**Problem description:** An exact copy of every entry is needed, with the images left out.

**Exercise data:**

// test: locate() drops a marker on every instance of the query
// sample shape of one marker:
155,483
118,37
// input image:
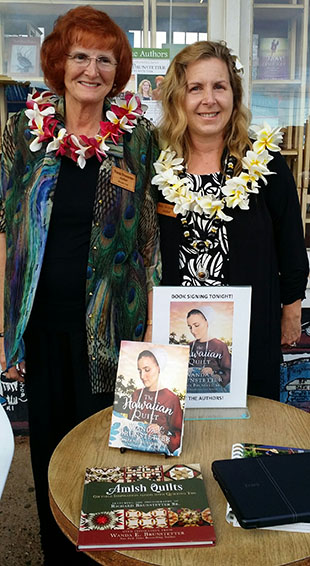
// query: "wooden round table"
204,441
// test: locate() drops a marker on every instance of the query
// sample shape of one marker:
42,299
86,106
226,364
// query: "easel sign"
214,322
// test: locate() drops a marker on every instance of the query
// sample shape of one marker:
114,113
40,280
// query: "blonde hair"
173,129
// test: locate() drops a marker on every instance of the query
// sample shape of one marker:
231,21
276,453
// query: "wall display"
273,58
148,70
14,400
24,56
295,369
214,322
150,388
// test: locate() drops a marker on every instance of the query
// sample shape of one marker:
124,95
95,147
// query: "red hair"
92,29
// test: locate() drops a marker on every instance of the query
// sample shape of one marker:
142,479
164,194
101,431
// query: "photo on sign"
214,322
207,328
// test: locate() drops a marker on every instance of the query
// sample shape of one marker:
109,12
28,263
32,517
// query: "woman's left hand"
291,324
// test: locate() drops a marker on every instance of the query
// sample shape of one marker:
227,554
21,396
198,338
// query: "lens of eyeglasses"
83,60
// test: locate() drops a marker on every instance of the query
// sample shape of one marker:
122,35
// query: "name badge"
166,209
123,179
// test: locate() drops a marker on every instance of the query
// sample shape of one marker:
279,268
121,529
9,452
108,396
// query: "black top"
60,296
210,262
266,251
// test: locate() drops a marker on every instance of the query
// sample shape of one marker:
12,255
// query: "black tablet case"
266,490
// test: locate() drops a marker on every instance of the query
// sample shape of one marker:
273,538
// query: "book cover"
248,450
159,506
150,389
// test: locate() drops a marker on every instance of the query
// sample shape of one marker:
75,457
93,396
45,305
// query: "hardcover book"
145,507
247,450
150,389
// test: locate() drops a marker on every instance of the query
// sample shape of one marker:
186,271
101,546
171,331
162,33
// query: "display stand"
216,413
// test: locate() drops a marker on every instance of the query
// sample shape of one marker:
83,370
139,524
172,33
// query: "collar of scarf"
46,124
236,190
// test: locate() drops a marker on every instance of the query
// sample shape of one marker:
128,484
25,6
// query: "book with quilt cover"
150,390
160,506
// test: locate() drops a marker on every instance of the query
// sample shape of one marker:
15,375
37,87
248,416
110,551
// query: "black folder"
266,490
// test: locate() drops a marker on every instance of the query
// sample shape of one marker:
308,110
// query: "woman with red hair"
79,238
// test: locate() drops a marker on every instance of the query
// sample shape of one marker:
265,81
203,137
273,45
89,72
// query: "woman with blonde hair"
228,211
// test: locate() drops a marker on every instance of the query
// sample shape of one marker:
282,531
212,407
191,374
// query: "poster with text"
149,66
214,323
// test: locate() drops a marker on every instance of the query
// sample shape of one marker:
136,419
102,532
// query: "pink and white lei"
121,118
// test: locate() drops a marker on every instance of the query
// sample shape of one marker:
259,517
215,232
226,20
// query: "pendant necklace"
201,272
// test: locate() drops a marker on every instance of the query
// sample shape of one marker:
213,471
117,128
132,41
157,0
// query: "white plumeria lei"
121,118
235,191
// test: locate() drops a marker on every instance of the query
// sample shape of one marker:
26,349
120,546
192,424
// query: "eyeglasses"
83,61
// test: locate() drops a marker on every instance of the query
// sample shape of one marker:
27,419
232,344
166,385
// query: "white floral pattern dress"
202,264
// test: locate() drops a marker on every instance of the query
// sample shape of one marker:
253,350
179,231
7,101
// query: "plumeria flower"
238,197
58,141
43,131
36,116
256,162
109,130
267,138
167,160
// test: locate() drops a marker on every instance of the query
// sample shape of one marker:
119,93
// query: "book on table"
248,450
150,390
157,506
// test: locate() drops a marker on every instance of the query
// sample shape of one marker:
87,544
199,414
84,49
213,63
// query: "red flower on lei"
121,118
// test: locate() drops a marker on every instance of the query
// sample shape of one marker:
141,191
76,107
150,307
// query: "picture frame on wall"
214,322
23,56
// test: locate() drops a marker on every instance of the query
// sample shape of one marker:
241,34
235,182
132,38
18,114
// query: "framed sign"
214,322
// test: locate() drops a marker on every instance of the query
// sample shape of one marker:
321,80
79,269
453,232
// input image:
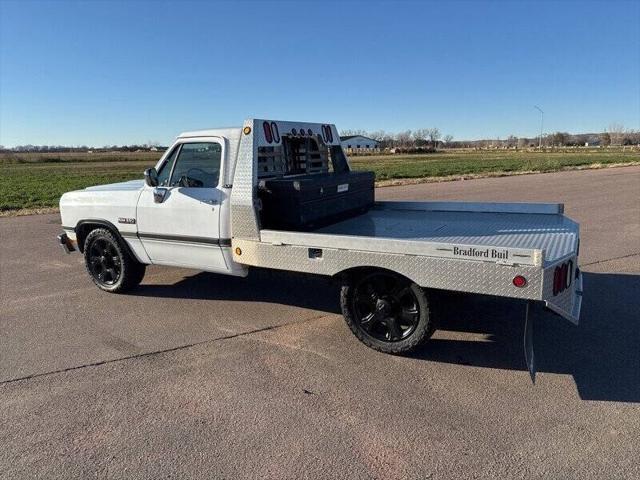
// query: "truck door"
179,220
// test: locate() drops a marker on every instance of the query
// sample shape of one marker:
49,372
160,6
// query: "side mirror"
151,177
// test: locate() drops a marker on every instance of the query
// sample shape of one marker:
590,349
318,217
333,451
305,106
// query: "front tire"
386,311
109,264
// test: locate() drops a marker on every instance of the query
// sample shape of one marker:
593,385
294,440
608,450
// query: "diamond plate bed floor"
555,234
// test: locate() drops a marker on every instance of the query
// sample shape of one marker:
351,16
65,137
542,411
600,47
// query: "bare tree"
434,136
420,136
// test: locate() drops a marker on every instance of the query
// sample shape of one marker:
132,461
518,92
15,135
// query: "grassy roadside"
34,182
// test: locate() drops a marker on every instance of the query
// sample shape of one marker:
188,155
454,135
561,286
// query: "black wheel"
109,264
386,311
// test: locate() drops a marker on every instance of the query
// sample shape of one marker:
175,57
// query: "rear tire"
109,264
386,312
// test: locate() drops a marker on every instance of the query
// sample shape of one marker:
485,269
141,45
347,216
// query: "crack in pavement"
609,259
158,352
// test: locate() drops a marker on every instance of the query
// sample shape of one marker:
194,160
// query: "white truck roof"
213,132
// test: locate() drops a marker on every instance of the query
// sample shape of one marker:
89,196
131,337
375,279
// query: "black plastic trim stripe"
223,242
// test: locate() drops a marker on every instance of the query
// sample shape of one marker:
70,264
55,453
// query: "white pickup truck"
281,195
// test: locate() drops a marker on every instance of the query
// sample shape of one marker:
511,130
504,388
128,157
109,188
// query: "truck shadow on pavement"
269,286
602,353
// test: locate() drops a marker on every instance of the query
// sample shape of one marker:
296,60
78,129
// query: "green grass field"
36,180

**Result of the exercise:**
// test: locate() drops a marker on every instance of the query
// sample shape of one marker:
155,483
118,37
// input image:
// query: "wooden round table"
204,441
// test: locate() drops a marker on every instance of the query
// sample shape of one marker:
42,299
86,106
226,364
// query: "easel sign"
214,322
// test: locate() drops a marker on every instance of the query
// sample shape of one marker:
114,113
40,280
// query: "blonde hair"
173,129
// test: locate() drops a marker on every instance of the query
// sample shape of one marker:
231,21
276,453
// query: "wall display"
273,58
148,70
14,400
24,56
295,369
214,322
150,388
// test: locate() drops a marker on every instance of the query
// sample shape of one marker:
124,95
95,147
// query: "red hair"
92,29
// test: locate() drops a marker on every instance of the query
// sample shape of one marker:
142,479
164,194
101,431
// query: "photo on sign"
214,322
207,328
// test: locate() drops a marker on every instance of the query
// sample shape of one marker:
109,12
28,263
32,517
// query: "woman's left hand"
291,324
// test: locate() drops a marker on every instance of the query
// sample shape of one marker:
227,554
21,396
198,338
// query: "lens of eyeglasses"
83,60
// test: locate() drops a marker on every instance of the query
// sample shape of one marker:
122,35
// query: "name badge"
166,209
123,179
// test: locate() drops a marker on every instance of the query
// sample shape of one marker:
279,268
121,529
9,452
108,396
// query: "black top"
60,296
210,262
266,251
// test: locate() drops a marker on every instance of the query
// sample shape of one marker:
12,255
// query: "black tablet case"
266,490
// test: locate() drops a marker on every instance of the query
// sample shape of one marker:
273,538
// query: "book cover"
248,450
159,506
150,389
// test: locate() drops a marker on every instance of the query
// sample shape of one marker:
75,457
93,396
45,305
// query: "hardcover book"
145,507
247,450
150,389
// test: locate() drops a marker on every instance of the query
// sample shape of one marker:
186,271
101,546
171,331
162,33
// query: "display stand"
216,413
// test: locate() drops a marker on every instance of the query
// sample shape of one marker:
83,370
139,524
172,33
// query: "collar of scarf"
46,124
236,190
// test: locate() drops a marker on every instance of the query
// sample shape of one marker:
128,484
25,6
// query: "book with quilt cover"
150,390
160,506
// test: locate() drops a marker on every instance of the query
// sample shape of one marker:
15,375
37,87
248,416
110,551
// query: "black folder"
266,490
// test: locate() drops a marker on every instance of the query
// sample shape of one marker:
308,110
// query: "woman with red hair"
79,238
// test: locate() drops a marker on every instance of the query
// sample shape of one marker:
265,81
203,137
273,45
89,72
// query: "woman with blonde hair"
228,211
// test: locate() drops a marker on every instance of the query
// sample shape of one marker:
282,531
212,407
191,374
// query: "poster with text"
149,66
214,323
// test: locate() drops a marker on every instance of the query
// sample shape of one marker:
136,419
102,532
// query: "pink and white lei"
121,118
// test: locate() drops a marker on every instance of the query
// sample shape of one marker:
259,517
215,232
226,20
// query: "pendant necklace"
201,272
// test: locate() drops a marker on every instance of the query
// sample shape of one marker:
213,471
117,128
132,41
157,0
// query: "white plumeria lei"
121,118
235,191
// test: locate() drops a marker on every instance of the query
// sample shape of one marker:
26,349
120,546
192,424
// query: "eyeglasses"
83,61
// test: locate() drops a marker on every instance of the query
// sample shape of one marker:
27,419
232,344
166,385
// query: "white floral pattern dress"
202,264
// test: locate() drops a marker on every instance of the query
// sample shape of one marker:
253,350
179,231
7,101
// query: "plumeria flower"
238,197
58,141
43,131
36,116
256,162
109,130
267,138
167,160
// test: locate() drops a marker on every instance of the query
// sample shape of one marker:
119,93
// query: "book on table"
248,450
150,390
157,506
// test: locate() drops a marker on every instance of the query
// sample shape of one marker:
87,544
199,414
84,49
213,63
// query: "red flower on lei"
121,118
// test: locate() drops a marker on every instance of the query
// sample shape of one marker:
141,191
76,107
150,307
// query: "picture frame on wall"
214,322
23,56
// test: locate() drops a marker on every instance of the query
// sample shape of one marker:
241,34
235,182
132,38
18,114
// query: "framed sign"
214,322
// test: locate() drops a marker on every instance of the query
// sample shape of one marker:
321,80
79,269
453,232
// input image:
// query: "truck door"
179,220
// test: locate() drops a marker on every instance of the query
// sample shape of one marker:
49,372
160,6
// query: "side mirror"
151,177
// test: locate() drops a marker on every instance of the query
// sample shape of one marker:
590,349
318,217
333,451
305,106
// query: "front tire"
386,311
109,264
// test: locate() drops a marker on every instance of the query
// sample shape of one marker:
593,385
294,440
608,450
// query: "diamond plate bed floor"
555,234
// test: locate() drops a marker on every instance of the query
// sample shape of one marker:
351,16
65,137
542,411
600,47
// query: "bare tree"
434,136
420,136
// test: locate() drops a marker on every instance of the query
// sample shape of one marker:
132,461
518,92
15,135
// query: "grassy roadside"
34,182
// test: locate() drops a marker on every instance of the query
// sample shape of one marker:
188,155
454,135
561,286
// query: "black wheel"
109,264
386,311
// test: locate() drops a marker on every instance of the query
// sample shape of one marker:
175,57
// query: "rear tire"
109,264
386,312
// test: locate() drops a marker on every instance of the query
// sample shape of one marker:
485,269
141,45
347,216
// query: "crack in pavement"
609,259
158,352
// test: locate() drops a marker on every instance of the query
// sample shape of one marker:
194,160
// query: "white truck roof"
213,132
// test: locate() drops a marker on every instance of the query
// sample shape of one marker:
89,196
131,337
375,279
// query: "black plastic trim stripe"
223,242
// test: locate() drops a marker on every instance of the query
// sample shape of one marker:
70,264
55,453
// query: "white pickup truck"
281,195
// test: locate() drops a marker on every instance of the query
// sample shape of one marker:
511,130
504,388
128,157
109,188
// query: "truck shadow on pavement"
269,286
602,353
// test: locate() drops a marker on every instance of the query
// sample shape of one marker:
296,60
78,129
// query: "green grass field"
36,180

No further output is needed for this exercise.